### PROBLEM TO WORK ON
Print the records from the line that contains "Task: point out each instance of the leaf" through the line that contains "Task: point out each instance of the pollen", both included, reproducing each line exactly and nothing else.

─── DATASET RECORDS

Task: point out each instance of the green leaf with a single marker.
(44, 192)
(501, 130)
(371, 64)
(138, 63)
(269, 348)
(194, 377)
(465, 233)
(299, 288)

──────
─── DATASET RECORDS

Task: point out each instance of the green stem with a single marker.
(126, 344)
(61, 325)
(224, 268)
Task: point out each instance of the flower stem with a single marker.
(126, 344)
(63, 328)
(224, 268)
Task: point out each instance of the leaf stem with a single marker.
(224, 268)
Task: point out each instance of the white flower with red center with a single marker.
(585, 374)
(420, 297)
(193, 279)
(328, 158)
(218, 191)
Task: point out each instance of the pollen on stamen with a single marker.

──────
─── DATASET RECORDS

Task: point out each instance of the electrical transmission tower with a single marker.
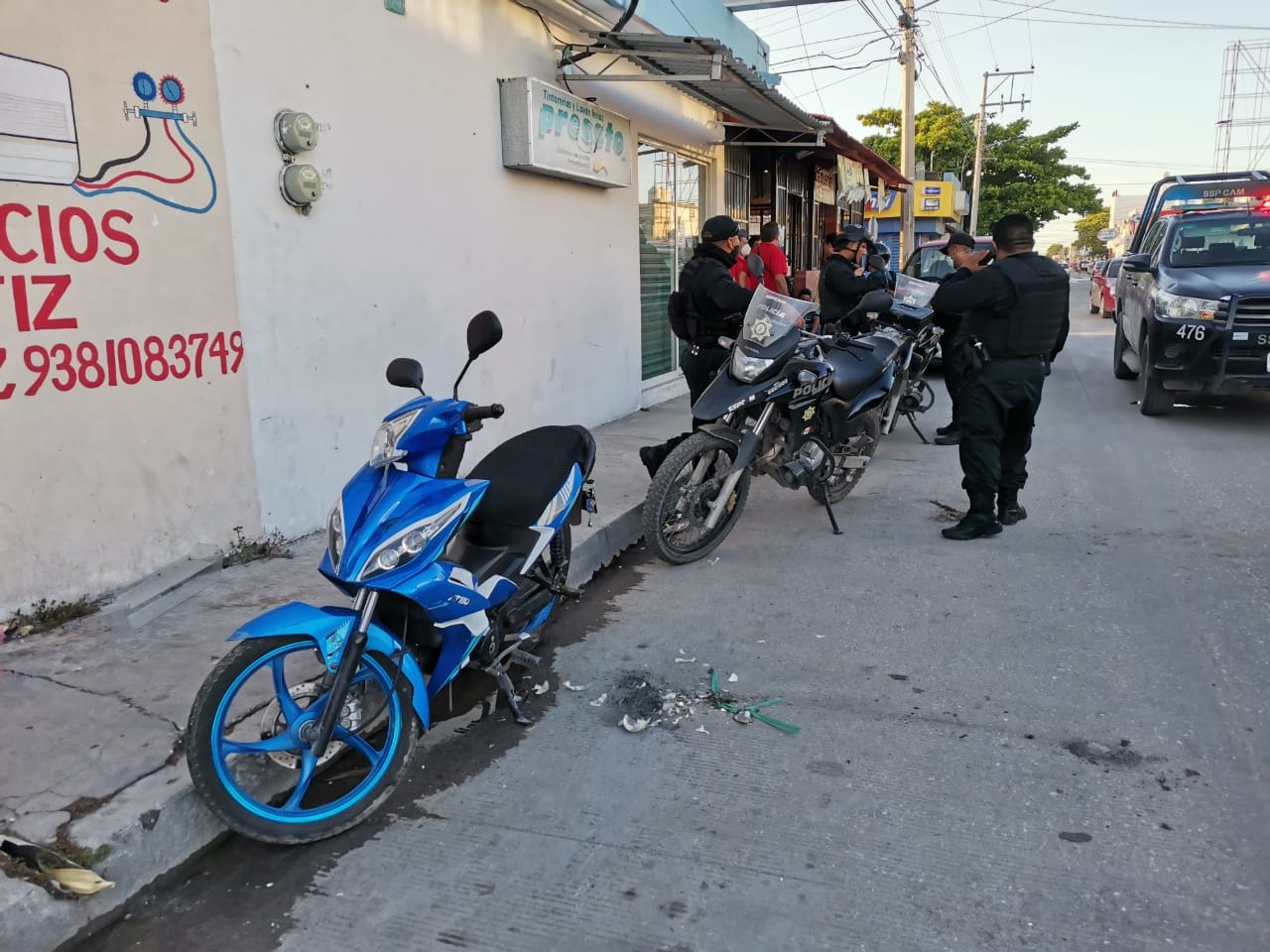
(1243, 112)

──────

### EXERCISE OUTPUT
Task: point out each instance of the leaf stem with a single marker.
(224, 268)
Task: point out each instance of the white flower with red center with a single marker.
(585, 374)
(420, 297)
(193, 279)
(328, 158)
(218, 191)
Task: point out each instance of the pollen on stamen with a single marker.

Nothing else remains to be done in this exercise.